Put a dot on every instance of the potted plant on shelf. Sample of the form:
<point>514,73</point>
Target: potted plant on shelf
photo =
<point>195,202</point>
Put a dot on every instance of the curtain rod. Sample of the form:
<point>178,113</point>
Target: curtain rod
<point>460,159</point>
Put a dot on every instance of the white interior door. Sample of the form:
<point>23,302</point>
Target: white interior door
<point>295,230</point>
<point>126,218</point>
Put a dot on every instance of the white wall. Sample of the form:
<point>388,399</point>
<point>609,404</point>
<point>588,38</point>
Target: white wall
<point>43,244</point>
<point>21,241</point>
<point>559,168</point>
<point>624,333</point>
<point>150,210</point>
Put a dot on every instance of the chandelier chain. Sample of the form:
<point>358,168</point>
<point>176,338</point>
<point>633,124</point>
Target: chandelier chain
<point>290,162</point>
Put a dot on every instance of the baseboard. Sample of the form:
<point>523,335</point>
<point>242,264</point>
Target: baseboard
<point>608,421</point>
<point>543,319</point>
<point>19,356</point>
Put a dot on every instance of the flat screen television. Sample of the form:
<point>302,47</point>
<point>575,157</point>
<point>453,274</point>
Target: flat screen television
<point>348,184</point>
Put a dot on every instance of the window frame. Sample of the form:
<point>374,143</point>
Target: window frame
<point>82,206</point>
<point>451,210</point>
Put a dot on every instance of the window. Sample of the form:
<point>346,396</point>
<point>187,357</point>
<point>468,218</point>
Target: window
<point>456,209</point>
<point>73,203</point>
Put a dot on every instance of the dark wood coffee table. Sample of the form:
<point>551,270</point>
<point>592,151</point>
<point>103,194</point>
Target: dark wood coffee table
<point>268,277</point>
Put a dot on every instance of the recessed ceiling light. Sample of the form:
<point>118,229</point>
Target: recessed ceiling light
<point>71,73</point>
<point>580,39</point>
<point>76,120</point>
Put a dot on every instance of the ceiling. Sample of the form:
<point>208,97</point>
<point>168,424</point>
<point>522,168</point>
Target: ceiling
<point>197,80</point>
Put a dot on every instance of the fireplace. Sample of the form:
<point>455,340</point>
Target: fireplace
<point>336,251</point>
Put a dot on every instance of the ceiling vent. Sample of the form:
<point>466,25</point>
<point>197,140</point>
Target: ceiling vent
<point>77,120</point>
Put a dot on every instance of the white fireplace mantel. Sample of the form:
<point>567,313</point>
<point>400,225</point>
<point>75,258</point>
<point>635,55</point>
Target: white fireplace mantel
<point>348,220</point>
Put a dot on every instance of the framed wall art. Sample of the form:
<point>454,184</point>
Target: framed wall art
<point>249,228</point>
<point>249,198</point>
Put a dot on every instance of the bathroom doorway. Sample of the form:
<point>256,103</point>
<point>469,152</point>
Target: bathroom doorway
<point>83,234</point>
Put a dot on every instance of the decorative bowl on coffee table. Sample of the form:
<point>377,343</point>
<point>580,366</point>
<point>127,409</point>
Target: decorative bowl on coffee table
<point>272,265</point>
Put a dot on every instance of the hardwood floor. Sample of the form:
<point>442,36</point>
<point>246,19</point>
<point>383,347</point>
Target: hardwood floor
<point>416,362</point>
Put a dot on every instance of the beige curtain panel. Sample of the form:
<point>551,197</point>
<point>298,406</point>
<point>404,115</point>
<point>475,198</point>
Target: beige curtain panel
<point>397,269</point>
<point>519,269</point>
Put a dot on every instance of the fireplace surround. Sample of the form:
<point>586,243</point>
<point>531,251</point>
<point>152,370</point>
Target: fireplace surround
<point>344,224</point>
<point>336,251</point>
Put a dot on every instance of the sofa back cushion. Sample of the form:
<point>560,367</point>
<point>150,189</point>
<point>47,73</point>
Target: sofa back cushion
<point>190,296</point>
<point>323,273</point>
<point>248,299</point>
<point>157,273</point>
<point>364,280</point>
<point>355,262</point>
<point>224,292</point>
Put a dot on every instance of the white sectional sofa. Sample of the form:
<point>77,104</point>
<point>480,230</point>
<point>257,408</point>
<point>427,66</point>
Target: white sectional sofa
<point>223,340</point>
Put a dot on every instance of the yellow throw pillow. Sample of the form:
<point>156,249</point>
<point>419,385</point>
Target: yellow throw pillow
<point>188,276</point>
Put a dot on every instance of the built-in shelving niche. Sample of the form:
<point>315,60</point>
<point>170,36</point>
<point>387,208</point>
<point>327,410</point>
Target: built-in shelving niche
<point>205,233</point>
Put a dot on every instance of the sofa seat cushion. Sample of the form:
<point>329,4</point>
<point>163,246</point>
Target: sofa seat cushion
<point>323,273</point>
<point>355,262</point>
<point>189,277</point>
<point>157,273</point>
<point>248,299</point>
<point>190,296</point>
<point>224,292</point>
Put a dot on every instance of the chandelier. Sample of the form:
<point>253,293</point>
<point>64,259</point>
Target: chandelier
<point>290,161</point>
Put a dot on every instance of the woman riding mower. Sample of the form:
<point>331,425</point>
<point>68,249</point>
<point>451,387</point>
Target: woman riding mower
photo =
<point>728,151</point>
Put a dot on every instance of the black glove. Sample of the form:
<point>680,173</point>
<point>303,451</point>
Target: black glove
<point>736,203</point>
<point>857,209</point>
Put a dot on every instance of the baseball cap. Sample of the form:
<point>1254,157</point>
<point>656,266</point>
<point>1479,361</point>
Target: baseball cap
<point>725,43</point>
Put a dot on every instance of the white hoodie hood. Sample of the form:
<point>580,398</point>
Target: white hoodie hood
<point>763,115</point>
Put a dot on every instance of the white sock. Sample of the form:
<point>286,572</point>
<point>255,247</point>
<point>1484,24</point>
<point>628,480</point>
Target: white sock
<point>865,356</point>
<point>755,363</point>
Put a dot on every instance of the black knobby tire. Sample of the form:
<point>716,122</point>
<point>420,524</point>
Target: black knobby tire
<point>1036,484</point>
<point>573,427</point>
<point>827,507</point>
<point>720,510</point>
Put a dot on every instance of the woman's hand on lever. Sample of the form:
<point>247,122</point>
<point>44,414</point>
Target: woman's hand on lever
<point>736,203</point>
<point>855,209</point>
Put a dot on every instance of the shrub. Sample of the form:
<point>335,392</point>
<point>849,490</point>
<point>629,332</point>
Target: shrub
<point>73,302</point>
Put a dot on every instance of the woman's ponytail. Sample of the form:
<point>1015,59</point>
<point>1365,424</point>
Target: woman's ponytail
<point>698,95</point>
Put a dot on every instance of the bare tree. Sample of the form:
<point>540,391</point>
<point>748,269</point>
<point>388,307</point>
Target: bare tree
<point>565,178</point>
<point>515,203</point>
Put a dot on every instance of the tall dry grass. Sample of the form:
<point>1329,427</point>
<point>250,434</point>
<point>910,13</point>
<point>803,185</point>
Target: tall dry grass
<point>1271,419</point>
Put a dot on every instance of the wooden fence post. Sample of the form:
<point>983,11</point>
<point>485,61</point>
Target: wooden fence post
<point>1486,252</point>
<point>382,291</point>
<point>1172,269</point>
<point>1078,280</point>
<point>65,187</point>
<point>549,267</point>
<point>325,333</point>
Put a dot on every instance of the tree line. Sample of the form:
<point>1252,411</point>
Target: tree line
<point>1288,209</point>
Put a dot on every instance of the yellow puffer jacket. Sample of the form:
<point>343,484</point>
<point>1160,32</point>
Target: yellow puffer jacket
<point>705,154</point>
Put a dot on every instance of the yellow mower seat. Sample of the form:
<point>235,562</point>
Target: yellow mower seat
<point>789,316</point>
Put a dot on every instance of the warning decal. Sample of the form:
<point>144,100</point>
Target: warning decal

Assignment = Once you reach the line with "<point>168,424</point>" in the data above, copy it and every line after it exactly, up to and including the line with "<point>197,140</point>".

Written answer =
<point>168,424</point>
<point>522,168</point>
Target: ceiling
<point>197,80</point>
Put a dot on every instance of the fireplace. Sample of the form:
<point>455,340</point>
Target: fireplace
<point>336,251</point>
Put a dot on every instance of the ceiling vent. Sample of the form:
<point>466,25</point>
<point>197,140</point>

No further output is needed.